* **REQUIRED ACTION**
Search the listing below, and show each line that includes the word "Target".

==================================================

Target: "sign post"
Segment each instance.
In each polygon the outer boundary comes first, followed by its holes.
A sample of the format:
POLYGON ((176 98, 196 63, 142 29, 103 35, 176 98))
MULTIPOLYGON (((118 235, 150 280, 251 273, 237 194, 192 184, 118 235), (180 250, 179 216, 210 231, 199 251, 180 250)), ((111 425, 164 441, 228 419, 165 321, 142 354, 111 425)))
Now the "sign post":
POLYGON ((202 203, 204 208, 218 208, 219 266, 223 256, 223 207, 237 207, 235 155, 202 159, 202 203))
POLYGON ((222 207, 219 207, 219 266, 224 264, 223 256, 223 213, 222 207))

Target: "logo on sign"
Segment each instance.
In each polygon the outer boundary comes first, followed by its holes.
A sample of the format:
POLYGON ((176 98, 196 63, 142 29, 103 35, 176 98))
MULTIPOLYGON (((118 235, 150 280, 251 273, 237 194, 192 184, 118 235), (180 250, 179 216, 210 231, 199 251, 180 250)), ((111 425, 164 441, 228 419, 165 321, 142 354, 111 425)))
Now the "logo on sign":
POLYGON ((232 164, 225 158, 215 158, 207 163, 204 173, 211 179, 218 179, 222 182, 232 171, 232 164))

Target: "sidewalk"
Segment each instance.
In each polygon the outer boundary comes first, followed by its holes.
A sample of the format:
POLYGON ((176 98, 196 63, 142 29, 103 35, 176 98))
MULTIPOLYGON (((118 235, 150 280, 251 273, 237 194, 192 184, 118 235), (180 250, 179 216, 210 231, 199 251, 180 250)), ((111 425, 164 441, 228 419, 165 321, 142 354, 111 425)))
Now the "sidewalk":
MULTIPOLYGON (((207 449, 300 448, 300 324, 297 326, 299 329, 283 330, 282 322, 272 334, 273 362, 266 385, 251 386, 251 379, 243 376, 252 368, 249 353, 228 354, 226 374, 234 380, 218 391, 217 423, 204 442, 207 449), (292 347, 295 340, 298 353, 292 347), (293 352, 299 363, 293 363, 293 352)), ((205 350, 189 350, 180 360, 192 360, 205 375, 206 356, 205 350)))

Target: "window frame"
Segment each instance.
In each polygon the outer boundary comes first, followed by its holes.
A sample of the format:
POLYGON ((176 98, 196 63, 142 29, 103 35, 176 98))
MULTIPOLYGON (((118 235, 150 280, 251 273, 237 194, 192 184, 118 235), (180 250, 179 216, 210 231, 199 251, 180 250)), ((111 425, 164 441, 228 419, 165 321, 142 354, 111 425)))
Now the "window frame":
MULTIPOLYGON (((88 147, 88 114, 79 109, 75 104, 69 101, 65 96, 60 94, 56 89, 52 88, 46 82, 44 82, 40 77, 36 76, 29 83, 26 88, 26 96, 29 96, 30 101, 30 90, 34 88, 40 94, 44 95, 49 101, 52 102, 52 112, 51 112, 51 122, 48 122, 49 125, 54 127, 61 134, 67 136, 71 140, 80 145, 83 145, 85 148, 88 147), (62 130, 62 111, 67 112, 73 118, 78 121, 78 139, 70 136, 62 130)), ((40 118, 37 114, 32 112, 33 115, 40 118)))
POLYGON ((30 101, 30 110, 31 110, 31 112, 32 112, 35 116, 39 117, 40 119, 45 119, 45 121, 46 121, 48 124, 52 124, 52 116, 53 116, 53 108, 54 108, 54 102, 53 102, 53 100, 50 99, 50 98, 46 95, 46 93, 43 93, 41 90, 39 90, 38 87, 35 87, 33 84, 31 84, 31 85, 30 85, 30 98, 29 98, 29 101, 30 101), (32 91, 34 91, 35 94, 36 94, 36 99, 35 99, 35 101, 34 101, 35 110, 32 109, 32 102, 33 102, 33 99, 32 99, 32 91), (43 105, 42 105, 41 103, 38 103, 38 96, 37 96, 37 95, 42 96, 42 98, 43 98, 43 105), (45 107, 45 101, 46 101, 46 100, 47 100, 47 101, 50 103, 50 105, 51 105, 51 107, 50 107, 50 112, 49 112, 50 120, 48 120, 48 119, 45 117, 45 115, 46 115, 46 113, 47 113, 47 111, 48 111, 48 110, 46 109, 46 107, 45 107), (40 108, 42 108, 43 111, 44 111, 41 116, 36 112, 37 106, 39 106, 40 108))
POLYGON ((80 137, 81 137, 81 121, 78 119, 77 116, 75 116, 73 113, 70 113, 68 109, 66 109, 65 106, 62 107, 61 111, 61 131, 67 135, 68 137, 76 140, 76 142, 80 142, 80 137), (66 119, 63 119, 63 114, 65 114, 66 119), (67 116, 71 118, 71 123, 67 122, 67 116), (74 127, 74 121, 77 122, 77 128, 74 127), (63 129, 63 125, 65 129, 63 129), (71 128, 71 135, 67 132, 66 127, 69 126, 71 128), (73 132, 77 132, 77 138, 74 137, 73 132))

==================================================

* **SOLUTION TO THIS TASK**
Target: "sign post"
Target: "logo on sign"
Target: "sidewalk"
Target: "window frame"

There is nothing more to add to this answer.